Le 1er octobre 1949, Chen Bo’er est à la tribune de la place Tian’anmen pour voir se lever le drapeau rouge sur la place.

 

À Pékin

 

En mars 1949, dans ce qui était encore Beiping, Yuan Muzhi fonde le Bureau central de contrôle du cinéma (中央电影事业管理局) et en devient directeur, poste qu’il conserve après la fondation de la République, quand le Bureau est rattaché au ministère de la Culture et devient le Bureau du cinéma. Chen Bo’er devient en même temps directrice de la Division des arts.

 

En 1950, elle conduit un programme planifié de réalisation de 26 films. En juillet, le Bureau du cinéma fonde une école de cinéma qui est en fait l’ébauche de l’Institut du cinéma de Pékin et dont la section artistique est confiée à Chen Bo’er. La cérémonie d’inauguration a lieu en septembre.

 

Cependant, elle avait une maladie de cœur qui avait été diagnostiquée dès 1943. En 1950, le rythme de travail l’avait épuisée, sa santé se détériorait de jour en jour, il lui arrivait de s’ évanouir lors de répétitions. Cependant elle n’avait pas revu sa mère depuis des années. En 1951, elle alla à Canton pour superviser la construction du studio de la Rivière des perles. Elle alla ensuite chercher sa mère qu’elle ramena à Shanghai.

 

Mais elle est victime d’un arrêt cardiaque alors qu’elle était en discussions au studio de Shanghai. Elle est décédée à l’hôpital Tongji le 9 novembre 1951, à l’âge de 44 ans. Elle est enterrée au cimetière de Babaoshan, le cimetière des héros révolutionnaires (八宝山殡仪馆).

 

 

 

La pierre tombale de Chen Bo’er à Babaoshan

(source : yancloud.red)

 

À sa mort, Deng Yingchao (邓颖超), l’épouse de Zhou Enlai, a écrit une lettre émouvante pour lui rendre hommage : « En hommage à la mémoire de la camarade Chen Bo’er » (《悼念陈波儿同志》). Ils l’avaient toujours soutenue. Après sa mort, tous deux se sont occupés de sa mère en lui cachant d’abord la mort de sa fille et en veillant à ce qu’elle ne manque de rien. La vieille dame est morte en 1967.

 

Chen Bo'er, pourtant, a disparu pendant longtemps de l’histoire du cinéma chinois. Il faudra attendre 2011 pour qu’une cérémonie soit organisée à sa mémoire à Babaoshan, pour le 60e anniversaire de sa mort. Elle a été effacée de « L’histoire du développement du cinéma chinois » (中国电影发展史) éditée sous la direction de Cheng Jihua (程季华), publiée en 1963 puis rééditée au début des années 1980[6], qui reste encore aujourd’hui la référence de base en la matière[7]. Il faudra attendre 2017 et l’ouvrage de Wang Zheng « Finding Women in the State » (voir n. 1) pour que l’on trouve un chapitre qui lui soit consacré.

 


 

[1] Wang Zheng, "Chen Bo'er and the Feminist Paradigm of Socialist Film" in Finding Women in the State: A Socialist Feminist Revolution in the People's Republic of China, 1949-1964, Berkeley: University of California Press, pp. 143–169. Considérable travail de recherche, en particulier sur Chen Bo’er.

--- EXERCICES PROPOSÉS ---
1. D'après le texte sur Chen Bo’er, dans quel hôpital et à quelle date est-elle décédée ?
2. Réécrivez le texte sur Chen Bo’er entre « Chen Bo'er, pourtant, a » et « lui soit consacré. », inclus, en remplaçant « cérémonie » par « commémoration ».

--- DONNÉES FOURNIES ---
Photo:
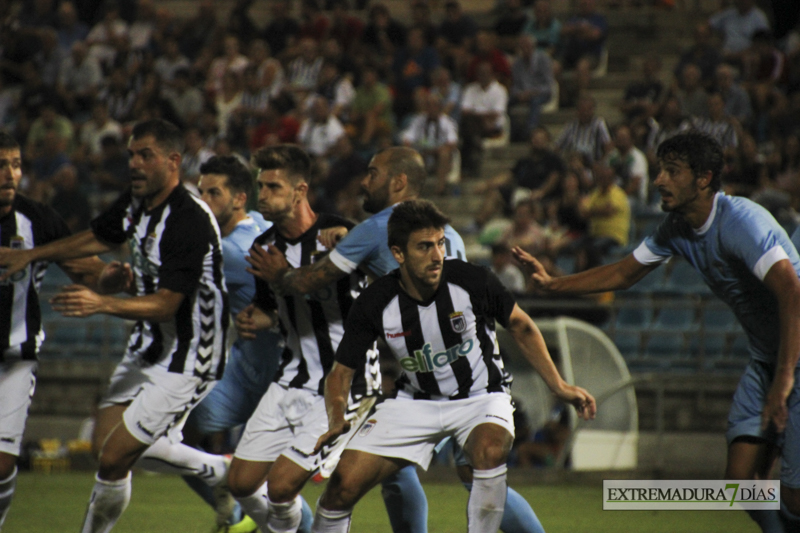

--- RÉPONSES AUX EXERCICES ---
1. Elle est décédée à l’hôpital Tongji le 9 novembre 1951.

2.
Chen Bo'er, pourtant, a disparu pendant longtemps de l’histoire du cinéma chinois. Il faudra attendre 2011 pour qu’une commémoration soit organisée à sa mémoire à Babaoshan, pour le 60e anniversaire de sa mort. Elle a été effacée de « L’histoire du développement du cinéma chinois » (中国电影发展史) éditée sous la direction de Cheng Jihua (程季华), publiée en 1963 puis rééditée au début des années 1980[6], qui reste encore aujourd’hui la référence de base en la matière[7]. Il faudra attendre 2017 et l’ouvrage de Wang Zheng « Finding Women in the State » (voir n. 1) pour que l’on trouve un chapitre qui lui soit consacré.